Exercise tasks:
1. In the Everest study text, what is the height of Mount Everest's peak?
2. Recast the paragraph of the Everest study text that begins "To some extent, the scientists already know" as a bulleted list, keeping its main facts.
3. Continue the Everest study text, picking up after its final sentence about the video games.

Source text:

--- START ---

Much of the study will be broadcast live. The professional climbers are blogging about their adventures as "lab rats" for National Geographic (www.startribune.com/a1215); Mayo is sending a member of its communication staff to cover the story online (mayocliniconeverest.com) and on Twitter. If all goes as planned, even the climbers' vital signs will be posted on a website for all to see.
To some extent, the scientists already know what they'll find. "Any time you go above 10,000 feet," says Bryan Taylor, 29, a Mayo physiologist from Scotland, "it's putting the body under a lot of stress." At sky-high elevations (Mount Everest's peak is 29,035 feet), the effects of the cold and atmosphere are extreme: Dehydration. Fluid on the lungs. Headaches. Digestive problems. Swelling of the feet and hands. Apnea.
Many of the effects mimic the symptoms of heart failure and other chronic conditions in the elderly, Taylor said. So what they learn on the mountain may shed new light on those conditions, as well.
They're also testing a miniature heart monitor that will be embedded in the climbers' clothing. "If these devices work in extreme conditions," said Johnson, "you can probably trust them to use in [someone's] home."
Derek Campbell, 41, a North Face executive from California who's joining the expedition, got a taste of what's to come when he and a colleague arrived in Rochester in early April for preliminary tests.
Campbell's stint as a guinea pig began at night, when Mayo scientists attached electrodes to monitor him while he slept in his hotel. The next day, he was at the clinic for a battery of medical tests. By midmorning, he was racing through a series of video games designed to measure mental acuity.

--- END ---

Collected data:
--- START ---

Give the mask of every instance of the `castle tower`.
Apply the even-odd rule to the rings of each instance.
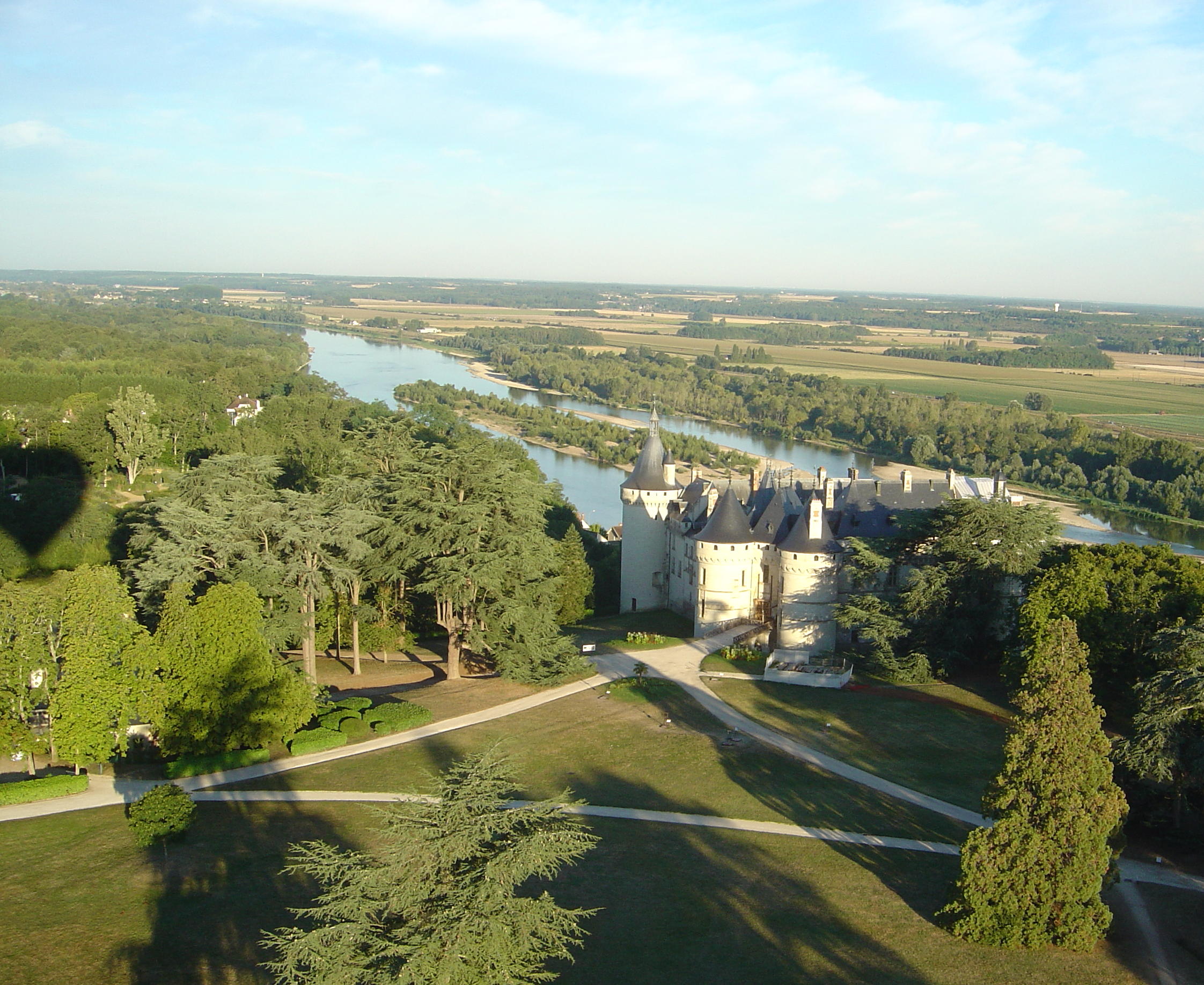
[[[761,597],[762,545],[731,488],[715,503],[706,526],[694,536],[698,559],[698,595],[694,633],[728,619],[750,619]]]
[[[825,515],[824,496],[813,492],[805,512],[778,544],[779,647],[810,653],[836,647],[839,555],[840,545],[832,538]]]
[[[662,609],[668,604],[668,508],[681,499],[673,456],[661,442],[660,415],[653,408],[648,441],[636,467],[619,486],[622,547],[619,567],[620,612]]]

--- END ---

Responses to the tasks:
1. 29,035 feet

2.
- The scientists already know, to some extent, what they will find.
- Bryan Taylor, 29, a Mayo physiologist from Scotland, says that going above 10,000 feet puts the body under a lot of stress.
- At very high elevations (Mount Everest's peak is 29,035 feet), the cold and atmosphere have extreme effects:
  - dehydration
  - fluid on the lungs
  - headaches
  - digestive problems
  - swelling of the feet and hands
  - apnea

3.
He aced the games at St. Marys Hospital (elev. 1,166 feet) but knows that may change on the mountain. "I wonder what this is going to be like at high altitudes," he said. "When you're there, you know you're not functioning normally."
A few minutes later, he was covered in electrodes, with wires protruding from all sides and a snorkel-like tube in his mouth, climbing on a treadmill. "Walk as long as you can," Taylor told him. The plan was to crank up the speed and incline every three minutes. "Just go until you cannot do it anymore," Taylor coached him. "Cuss words are allowed."
Campbell, an avid hiker who has climbed peaks in Ecuador and Mexico, didn't seem worried. As the speed increased, the scientists watched his blood pressure and heart rate climb. After 11 minutes, he broke into a jog. "This is it," said Taylor. "Keep going until you're absolutely exhausted." At 14 minutes, he finally jumped off, panting. "Good job, Derek," said Taylor. "Well done."
The scientists plan to repeat the tests on the mountain (in this case, with a step-stool instead of a treadmill), and then again after the expedition returns. A month on the mountain will take a toll on their bodies; most will lose at least 20 pounds.
In this case, the scientists will face the same challenges as their study subjects. Most have scaled mountains. But Amine Issa, a pony-tailed research fellow and the team's device expert, laughed when asked if this was his first Everest trip. "First time climbing a mountain," he said. "I'm hoping I'm not the one that gets sick and has to be baby-sat."
Alex Kasak, 24, a research assistant and last-minute replacement on the team, has been loading his backpack with 35-pound weights and hiking everywhere to prepare for the trip. Johnson, who at 54 jokes that he may be the "oldest person on the mountain," says he keeps in shape by walking, cycling, swimming and "running up hills."
"None of us are, what I would say, elite climbers," said Johnson of his team. But they don't need to be, as long as they're in good shape. "It's more of a hike," he said.
Johnson admits the idea of reaching the summit is tempting. "I would have loved to give it a try," he said. But "we're going to be very busy collecting data. It's going to be hard to go out and play."